Retype the full set of records. Keep every character identical.

**DATASET CONTENT**
----
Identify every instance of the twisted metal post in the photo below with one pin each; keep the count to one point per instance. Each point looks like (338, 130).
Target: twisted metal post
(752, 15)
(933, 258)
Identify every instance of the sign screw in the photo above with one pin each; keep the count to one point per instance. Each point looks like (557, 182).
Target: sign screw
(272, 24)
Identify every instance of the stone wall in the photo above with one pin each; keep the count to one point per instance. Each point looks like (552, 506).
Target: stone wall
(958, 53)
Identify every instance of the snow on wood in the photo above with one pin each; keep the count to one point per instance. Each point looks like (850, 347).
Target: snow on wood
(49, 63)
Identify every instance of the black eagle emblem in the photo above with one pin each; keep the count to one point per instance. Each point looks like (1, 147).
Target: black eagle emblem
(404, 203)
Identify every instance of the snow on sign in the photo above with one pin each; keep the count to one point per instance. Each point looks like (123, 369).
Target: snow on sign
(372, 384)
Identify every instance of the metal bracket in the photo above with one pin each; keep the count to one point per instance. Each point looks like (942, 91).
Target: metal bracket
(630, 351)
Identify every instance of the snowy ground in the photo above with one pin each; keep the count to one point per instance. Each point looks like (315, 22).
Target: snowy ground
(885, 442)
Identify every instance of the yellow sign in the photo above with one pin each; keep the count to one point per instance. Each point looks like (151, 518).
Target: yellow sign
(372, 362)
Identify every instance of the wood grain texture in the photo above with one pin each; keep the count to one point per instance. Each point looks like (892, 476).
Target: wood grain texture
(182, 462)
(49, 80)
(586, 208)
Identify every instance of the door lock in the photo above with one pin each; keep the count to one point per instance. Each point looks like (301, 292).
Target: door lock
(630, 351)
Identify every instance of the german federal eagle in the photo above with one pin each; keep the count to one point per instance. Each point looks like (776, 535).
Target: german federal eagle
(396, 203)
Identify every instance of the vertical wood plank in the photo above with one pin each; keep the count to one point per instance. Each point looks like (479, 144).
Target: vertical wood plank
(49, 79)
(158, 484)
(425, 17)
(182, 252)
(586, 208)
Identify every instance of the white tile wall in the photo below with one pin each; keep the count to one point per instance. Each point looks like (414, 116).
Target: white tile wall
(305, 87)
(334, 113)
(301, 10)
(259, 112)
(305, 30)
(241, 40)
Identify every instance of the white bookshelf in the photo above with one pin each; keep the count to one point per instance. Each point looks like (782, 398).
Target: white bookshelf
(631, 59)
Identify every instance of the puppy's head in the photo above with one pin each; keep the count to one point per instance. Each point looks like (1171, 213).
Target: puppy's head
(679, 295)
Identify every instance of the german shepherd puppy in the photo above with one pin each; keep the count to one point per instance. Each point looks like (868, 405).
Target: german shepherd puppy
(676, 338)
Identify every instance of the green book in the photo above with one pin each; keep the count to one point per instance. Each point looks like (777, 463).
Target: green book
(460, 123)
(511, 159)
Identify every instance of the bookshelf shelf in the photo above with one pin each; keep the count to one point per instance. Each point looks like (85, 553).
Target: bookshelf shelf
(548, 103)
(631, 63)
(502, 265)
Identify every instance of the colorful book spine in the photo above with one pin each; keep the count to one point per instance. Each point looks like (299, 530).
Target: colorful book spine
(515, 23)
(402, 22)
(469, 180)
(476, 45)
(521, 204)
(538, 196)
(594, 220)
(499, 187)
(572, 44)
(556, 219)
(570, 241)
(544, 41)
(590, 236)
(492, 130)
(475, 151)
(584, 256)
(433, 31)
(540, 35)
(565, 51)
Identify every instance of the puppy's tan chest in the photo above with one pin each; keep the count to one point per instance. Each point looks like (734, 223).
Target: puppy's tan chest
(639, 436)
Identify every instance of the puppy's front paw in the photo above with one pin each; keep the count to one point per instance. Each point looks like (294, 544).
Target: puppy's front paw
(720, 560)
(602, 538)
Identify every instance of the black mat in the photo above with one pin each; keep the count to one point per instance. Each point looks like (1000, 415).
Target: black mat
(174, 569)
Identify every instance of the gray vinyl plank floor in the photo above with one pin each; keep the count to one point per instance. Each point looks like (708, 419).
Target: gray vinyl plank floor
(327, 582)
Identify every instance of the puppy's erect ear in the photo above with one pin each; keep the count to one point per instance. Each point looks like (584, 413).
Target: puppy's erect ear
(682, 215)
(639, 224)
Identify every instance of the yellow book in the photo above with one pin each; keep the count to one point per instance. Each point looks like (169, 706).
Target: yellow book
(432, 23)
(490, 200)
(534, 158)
----
**EXERCISE SOLUTION**
Identify every instance of the twisted metal post in the photo below with one pin each; keep the count to one point per instance. Each point looks like (338, 130).
Target: twisted metal post
(752, 15)
(933, 258)
Identify every instance of the sign screw in the photo above with one pin each; keep the count to one point per instance. Each point looks like (557, 182).
Target: sign screw
(272, 24)
Identify every instance of the stone wall in the photo above with one pin each; keep the count to one point per instance. Each point looks like (552, 506).
Target: stone wall
(958, 53)
Identify every instance of the snow on wood in the photo above with one pin each; keep the count to one point per instance. Each point looks like (850, 347).
Target: snow on wood
(49, 63)
Identify every instance of the black eagle emblem in the photo above with one pin each; keep the count to one point per instance. Each point looks like (1, 147).
Target: black eagle emblem
(404, 203)
Identify every instance of the snow on sign in the photo above with one pin each; keep the count to one point per instance. Each point looks like (123, 369).
Target: snow on sign
(372, 384)
Identify every instance of the metal bracket in the photo above with one pin each; keep the count to one point per instance. Each point looks like (942, 91).
Target: metal bracket
(630, 351)
Identify every instance of the snowy ground in the photo above with one pin each; keep the count to one point per instance. Each point looks like (315, 22).
Target: snowy ground
(885, 442)
Identify every instance of the yellow sign in the photo above with one pin each; keep the count to one point per instance. Each point looks like (151, 518).
Target: yellow sign
(372, 362)
Identify every instance of the wood grain texture in the photo above with one pin each; keep the count to one point per instance. Each point looks like (892, 476).
Target: wood grain texture
(182, 462)
(49, 80)
(586, 208)
Identify every instance of the door lock in the photo above with one pin each; keep the count to one point per instance. Each point looks like (301, 292).
Target: door lock
(630, 351)
Identify every instance of the german federal eagle in the photo above with one pin each; keep the count to one point per instance. Each point looks like (776, 535).
Target: german federal eagle
(396, 203)
Identify every instance of the vertical wood plank in the photo above with one pin each; keep the count to one point per instance. Each point looks like (479, 144).
Target: vertical wood plank
(49, 79)
(158, 484)
(425, 17)
(182, 252)
(586, 208)
Identify every instance of the white tile wall in the photo below with one pin each; keep the count to one point per instance. Each point looks like (414, 116).
Target: white tile wall
(305, 87)
(334, 113)
(301, 10)
(259, 112)
(305, 30)
(241, 40)
Identify every instance of the white bookshelf in the photo above with one pin each; keep the count to one point per instance. Each point looks like (782, 398).
Target: white bookshelf
(631, 59)
Identify every instance of the puppy's head in the photo above with one pin each; keep the count to one point per instance. Each point looks like (1171, 213).
Target: puppy's head
(679, 295)
Identify every instance of the german shepherd puppy in the photo above with one pin each; keep the count to one point per instance. Each point looks like (868, 405).
Target: german shepherd puppy
(676, 338)
Identify every instance of the green book in the photo above with one pin each; keep the count to one point per instance. Each point looks like (777, 463).
Target: green book
(460, 123)
(511, 159)
Identify every instance of the bookshelf shelf in the photo above with one pin each; keep the count to one point per instance. Each point looks like (85, 553).
Target: bookshelf shelf
(548, 103)
(631, 63)
(502, 265)
Identify every instance of the colorful book spine in the photo above with one pin each; keep the count to one point per instance. Each point looks like (299, 530).
Target: colorful book spine
(515, 23)
(402, 22)
(469, 180)
(476, 45)
(521, 204)
(538, 196)
(594, 220)
(499, 187)
(572, 44)
(556, 219)
(570, 241)
(544, 41)
(590, 236)
(492, 130)
(475, 151)
(584, 256)
(433, 31)
(540, 35)
(565, 51)
Identify every instance of the puppy's tan chest in the photo above with one pin each; keep the count to one point per instance. Each point looks like (734, 223).
Target: puppy's tan chest
(639, 436)
Identify every instance of the puppy's front paw in the photo above with one pin each; keep the count to one point per instance. Each point looks like (294, 544).
Target: puppy's front paw
(720, 560)
(602, 538)
Identify every instance of the black mat in the photo above with one pin each; keep the count to one point per instance. Each point looks like (1000, 415).
Target: black mat
(174, 569)
Identify every instance of the gray vinyl plank floor in the photo above with one pin each; keep the count to one point per instance. Each point looks like (708, 419).
Target: gray vinyl plank floor
(327, 582)
Identify every instance of the puppy's erect ear in the photo above with one pin each; keep the count to one point per instance. Each point looks like (584, 413).
Target: puppy's erect ear
(682, 215)
(639, 224)
Identify every instance of the yellow book in the photo above with one pin each; keep the count to one point per instance. Each point looks like (169, 706).
Target: yellow book
(432, 23)
(490, 200)
(534, 158)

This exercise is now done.